**Your instructions**
Present the following entries again, word for word and in full.
[Start Data entries]
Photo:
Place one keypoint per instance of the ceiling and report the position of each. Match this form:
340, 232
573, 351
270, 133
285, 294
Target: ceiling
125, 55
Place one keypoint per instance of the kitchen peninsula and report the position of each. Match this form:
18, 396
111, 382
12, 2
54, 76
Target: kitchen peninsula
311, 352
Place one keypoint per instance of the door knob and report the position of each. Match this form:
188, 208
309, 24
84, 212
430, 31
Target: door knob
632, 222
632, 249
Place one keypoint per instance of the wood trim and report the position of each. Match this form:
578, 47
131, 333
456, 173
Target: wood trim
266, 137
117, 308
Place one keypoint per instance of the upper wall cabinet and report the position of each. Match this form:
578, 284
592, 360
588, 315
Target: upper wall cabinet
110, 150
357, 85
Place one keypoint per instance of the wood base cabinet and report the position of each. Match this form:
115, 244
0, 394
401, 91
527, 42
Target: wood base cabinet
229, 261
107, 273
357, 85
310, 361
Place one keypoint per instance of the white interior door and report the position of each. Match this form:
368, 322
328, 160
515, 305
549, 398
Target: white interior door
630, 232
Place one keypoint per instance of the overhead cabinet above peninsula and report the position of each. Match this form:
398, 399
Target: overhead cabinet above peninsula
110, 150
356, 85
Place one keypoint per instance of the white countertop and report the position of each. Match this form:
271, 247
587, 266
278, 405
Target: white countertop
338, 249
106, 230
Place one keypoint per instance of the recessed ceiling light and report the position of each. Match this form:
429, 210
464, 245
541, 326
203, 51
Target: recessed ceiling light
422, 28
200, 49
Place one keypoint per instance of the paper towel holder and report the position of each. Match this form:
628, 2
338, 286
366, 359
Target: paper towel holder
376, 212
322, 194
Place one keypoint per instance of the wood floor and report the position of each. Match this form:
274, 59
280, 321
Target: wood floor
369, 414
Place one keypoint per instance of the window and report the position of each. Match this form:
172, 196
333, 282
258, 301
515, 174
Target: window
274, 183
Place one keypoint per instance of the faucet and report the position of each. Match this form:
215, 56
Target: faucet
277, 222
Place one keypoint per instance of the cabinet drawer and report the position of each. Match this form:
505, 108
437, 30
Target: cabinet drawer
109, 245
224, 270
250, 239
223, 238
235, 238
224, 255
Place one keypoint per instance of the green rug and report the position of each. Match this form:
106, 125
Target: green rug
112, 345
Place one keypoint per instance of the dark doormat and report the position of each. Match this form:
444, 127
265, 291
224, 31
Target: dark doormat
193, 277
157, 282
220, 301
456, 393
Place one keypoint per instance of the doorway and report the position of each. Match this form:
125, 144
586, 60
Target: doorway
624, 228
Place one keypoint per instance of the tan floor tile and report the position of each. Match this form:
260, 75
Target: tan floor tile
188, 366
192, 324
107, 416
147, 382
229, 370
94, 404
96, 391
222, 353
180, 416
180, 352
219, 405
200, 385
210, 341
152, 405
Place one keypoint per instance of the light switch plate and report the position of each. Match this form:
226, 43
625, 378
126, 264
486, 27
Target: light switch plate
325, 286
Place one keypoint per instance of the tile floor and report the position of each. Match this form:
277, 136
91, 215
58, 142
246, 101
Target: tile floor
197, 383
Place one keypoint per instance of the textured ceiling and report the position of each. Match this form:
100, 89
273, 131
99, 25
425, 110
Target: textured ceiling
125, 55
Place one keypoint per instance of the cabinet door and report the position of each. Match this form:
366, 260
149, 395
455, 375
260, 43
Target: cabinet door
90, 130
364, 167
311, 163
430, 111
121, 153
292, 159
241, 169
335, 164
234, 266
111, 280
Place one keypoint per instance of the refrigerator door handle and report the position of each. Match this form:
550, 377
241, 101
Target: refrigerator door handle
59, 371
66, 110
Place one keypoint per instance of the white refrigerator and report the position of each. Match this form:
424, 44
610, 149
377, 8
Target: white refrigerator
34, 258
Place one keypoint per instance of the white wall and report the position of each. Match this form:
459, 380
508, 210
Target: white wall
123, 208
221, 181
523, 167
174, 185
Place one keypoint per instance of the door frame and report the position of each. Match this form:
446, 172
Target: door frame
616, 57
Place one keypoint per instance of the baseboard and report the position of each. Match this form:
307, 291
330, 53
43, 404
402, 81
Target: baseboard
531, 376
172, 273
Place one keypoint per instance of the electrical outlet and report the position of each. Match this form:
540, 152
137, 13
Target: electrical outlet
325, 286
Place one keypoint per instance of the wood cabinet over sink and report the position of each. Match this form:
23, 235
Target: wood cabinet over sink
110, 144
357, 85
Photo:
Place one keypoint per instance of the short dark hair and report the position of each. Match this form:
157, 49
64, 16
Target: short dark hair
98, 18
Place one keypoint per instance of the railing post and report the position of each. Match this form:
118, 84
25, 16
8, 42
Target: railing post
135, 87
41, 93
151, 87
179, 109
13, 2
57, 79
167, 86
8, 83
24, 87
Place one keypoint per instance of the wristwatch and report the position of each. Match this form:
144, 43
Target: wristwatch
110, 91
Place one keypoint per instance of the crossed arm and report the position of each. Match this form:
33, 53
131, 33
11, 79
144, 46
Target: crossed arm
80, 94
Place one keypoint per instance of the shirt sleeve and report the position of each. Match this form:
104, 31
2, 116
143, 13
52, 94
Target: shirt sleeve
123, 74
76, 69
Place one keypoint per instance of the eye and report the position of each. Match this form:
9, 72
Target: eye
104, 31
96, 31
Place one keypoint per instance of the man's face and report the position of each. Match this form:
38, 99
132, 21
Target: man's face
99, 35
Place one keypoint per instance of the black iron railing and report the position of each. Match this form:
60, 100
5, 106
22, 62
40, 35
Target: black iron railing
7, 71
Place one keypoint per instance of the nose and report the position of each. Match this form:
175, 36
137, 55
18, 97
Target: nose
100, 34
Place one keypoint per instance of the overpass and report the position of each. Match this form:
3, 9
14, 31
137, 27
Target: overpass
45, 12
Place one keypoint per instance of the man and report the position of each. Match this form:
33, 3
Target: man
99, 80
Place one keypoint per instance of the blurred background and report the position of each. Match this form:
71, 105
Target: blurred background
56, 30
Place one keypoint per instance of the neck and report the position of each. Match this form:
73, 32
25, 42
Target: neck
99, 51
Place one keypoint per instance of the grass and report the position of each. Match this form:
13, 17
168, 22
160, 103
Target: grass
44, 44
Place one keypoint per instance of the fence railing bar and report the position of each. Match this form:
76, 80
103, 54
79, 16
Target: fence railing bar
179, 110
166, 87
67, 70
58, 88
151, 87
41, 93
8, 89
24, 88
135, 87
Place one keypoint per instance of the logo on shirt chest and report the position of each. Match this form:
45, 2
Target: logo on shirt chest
[End Data entries]
**Written answer**
Photo:
Place one keypoint per instance of the ceiling and report the position of each. Match this form:
340, 232
573, 351
270, 133
285, 294
Target: ceiling
125, 55
Place one keypoint per instance of the kitchen peninsula and report the position of each. Match this form:
18, 396
111, 382
12, 2
54, 76
Target: kitchen peninsula
311, 352
Place one keypoint per instance of the door knob and report the position of each. Match this form:
188, 208
309, 24
84, 212
430, 31
Target: door knob
632, 222
632, 249
Place one keypoint per instance of the wood trim and report the position of each. Match this form:
578, 47
131, 333
456, 173
Target: wood trim
266, 137
117, 308
Place one keypoint per instance of the upper wall cabinet and report the position of each. Match this form:
578, 284
592, 360
588, 315
Target: upper wall cabinet
110, 150
357, 85
Place one keypoint per instance of the wood base cabinet and report the position of each. Match this form:
115, 244
0, 394
401, 91
527, 42
Target: wood base cabinet
229, 261
107, 273
357, 85
310, 361
Place one keypoint per instance of the white interior door and report the position of each. Match this form:
368, 322
328, 160
515, 305
549, 398
Target: white interior door
630, 232
Place one keypoint per instance of the overhead cabinet above peninsula and report the position of each. Match this form:
398, 399
Target: overhead cabinet above peninsula
110, 150
356, 85
Place one keypoint per instance of the white countertop and report the position of each. Match this form:
271, 247
587, 266
278, 405
Target: white countertop
338, 249
106, 230
Place one keypoint per instance of the recessed ceiling light and report the position of each. Match this form:
429, 210
464, 245
541, 326
203, 51
Target: recessed ceiling light
422, 28
200, 49
Place one keypoint per instance of the paper towel holder and report the position of each. Match this form:
628, 2
338, 286
366, 359
Target: paper towel holder
376, 212
322, 194
Place one keypoint per instance of the wood floor and report the position of each. Match this form:
274, 59
280, 321
Target: wood floor
369, 414
Place one keypoint per instance of the window and report the position of each. Match this form:
172, 196
333, 282
258, 301
515, 174
Target: window
274, 183
Place one keypoint per instance of the faucet and report the position of each. Match this form:
215, 56
Target: faucet
277, 222
Place one keypoint per instance of the cabinet drawer and report the position of each. Match this form:
505, 108
437, 30
Target: cabinet drawer
109, 245
224, 270
250, 239
223, 238
235, 238
224, 255
Place one keypoint per instance of the green rug and report the position of each. Match this form:
106, 125
Target: green rug
112, 345
Place one keypoint per instance of the dark doormat and report the position of each. Match this form:
444, 127
265, 291
224, 31
Target: dark doormat
193, 277
157, 282
220, 301
456, 393
Place one keypoint per instance of the doorway and report the position of each. Match this form:
125, 144
586, 60
Target: doorway
624, 228
Place one keypoint per instance of the tan floor tile and report the position of each. Match this form:
260, 75
Target: tan floor tile
188, 366
192, 324
107, 416
147, 382
229, 370
94, 404
96, 391
222, 353
180, 416
180, 352
219, 405
200, 385
210, 341
152, 405
Place one keypoint per instance of the light switch plate and report the position of each. Match this form:
226, 43
625, 378
126, 264
486, 27
Target: light switch plate
325, 286
Place one keypoint per instance of the tile floor and report the position of each. Match this form:
277, 136
91, 215
58, 142
246, 101
Target: tile floor
197, 383
Place one keypoint per instance of the textured ceiling and report the position of each. Match this form:
100, 89
273, 131
99, 25
425, 110
Target: textured ceiling
125, 55
Place one keypoint per instance of the cabinet door and report the position of each. Match this form:
366, 260
149, 395
455, 375
260, 43
Target: cabinet door
90, 130
364, 167
311, 163
430, 111
121, 153
292, 159
241, 169
335, 164
234, 266
111, 280
Place one keypoint per instance of the refrigerator door handle and report the position of each. Match this form:
550, 377
241, 101
Target: refrigerator door handle
59, 371
66, 110
Place one keypoint per instance of the white refrigerator and report the position of each. Match this form:
424, 44
610, 149
377, 8
Target: white refrigerator
34, 258
Place one keypoint per instance of the white wall and report the position of each. Match this form:
459, 380
508, 210
Target: white wall
123, 208
221, 181
523, 167
174, 185
Place one keypoint per instance of the door frame and report the position of each. Match this form:
446, 172
Target: door frame
616, 57
Place one keypoint per instance of the baseboard and report the position of each. Match this form:
307, 291
330, 53
43, 404
402, 81
Target: baseboard
531, 376
172, 273
Place one keypoint per instance of the electrical outlet and report the position of each. Match this form:
540, 152
137, 13
Target: electrical outlet
325, 286
Place one keypoint per instance of the wood cabinet over sink and report the position of each. Match this form:
23, 235
Target: wood cabinet over sink
110, 144
357, 85
Photo:
Place one keypoint per instance of the short dark hair and report the position of each. Match this form:
157, 49
64, 16
Target: short dark hair
98, 18
Place one keypoint per instance of the railing post and report the position of each. Match this form:
118, 84
25, 16
8, 42
Target: railing post
135, 87
41, 93
151, 87
179, 109
13, 2
57, 79
167, 86
8, 83
24, 87
Place one keypoint per instance of the wristwatch and report the position of each. Match this form:
144, 43
Target: wristwatch
110, 91
Place one keypoint per instance of the crossed arm and report the position of each. Match this form:
33, 53
131, 33
11, 79
144, 46
Target: crossed arm
80, 94
Place one keypoint per instance of the shirt sleeve and report the position of each. Match this form:
104, 31
2, 116
143, 13
52, 94
Target: shirt sleeve
123, 74
76, 69
Place one keypoint per instance of the eye and report the position of each. Match this form:
9, 72
Target: eye
104, 31
96, 31
Place one keypoint per instance of the man's face and report the position of each. Match this form:
38, 99
132, 21
Target: man's face
99, 35
Place one keypoint per instance of the black iron railing and report the position of each. Match this form:
60, 100
5, 106
22, 62
40, 35
Target: black iron railing
7, 71
Place one keypoint per instance of the nose and report the position of each. Match this form:
175, 36
137, 55
18, 97
Target: nose
100, 34
Place one keypoint per instance of the overpass and report the position of each. Match this form:
3, 9
14, 31
137, 27
Target: overpass
45, 12
Place one keypoint per instance of the man and report the position of each. Match this form:
33, 3
Target: man
99, 80
Place one keypoint per instance of the blurred background and report the position of each. Match this form:
71, 105
Target: blurred background
56, 30
Place one keypoint per instance of the neck and report the position of each. Match this form:
73, 32
25, 42
Target: neck
99, 51
Place one keypoint per instance of the grass and report the position of each. Match this form:
13, 17
168, 22
160, 103
Target: grass
44, 44
Place one keypoint per instance of the fence railing bar and report the position of each. Match this form:
76, 80
103, 54
79, 16
Target: fence railing bar
179, 110
166, 87
67, 70
58, 88
151, 87
41, 93
8, 89
24, 88
135, 87
Place one keypoint per instance of the logo on shirt chest and report the position of each. Match this form:
45, 2
Target: logo on shirt chest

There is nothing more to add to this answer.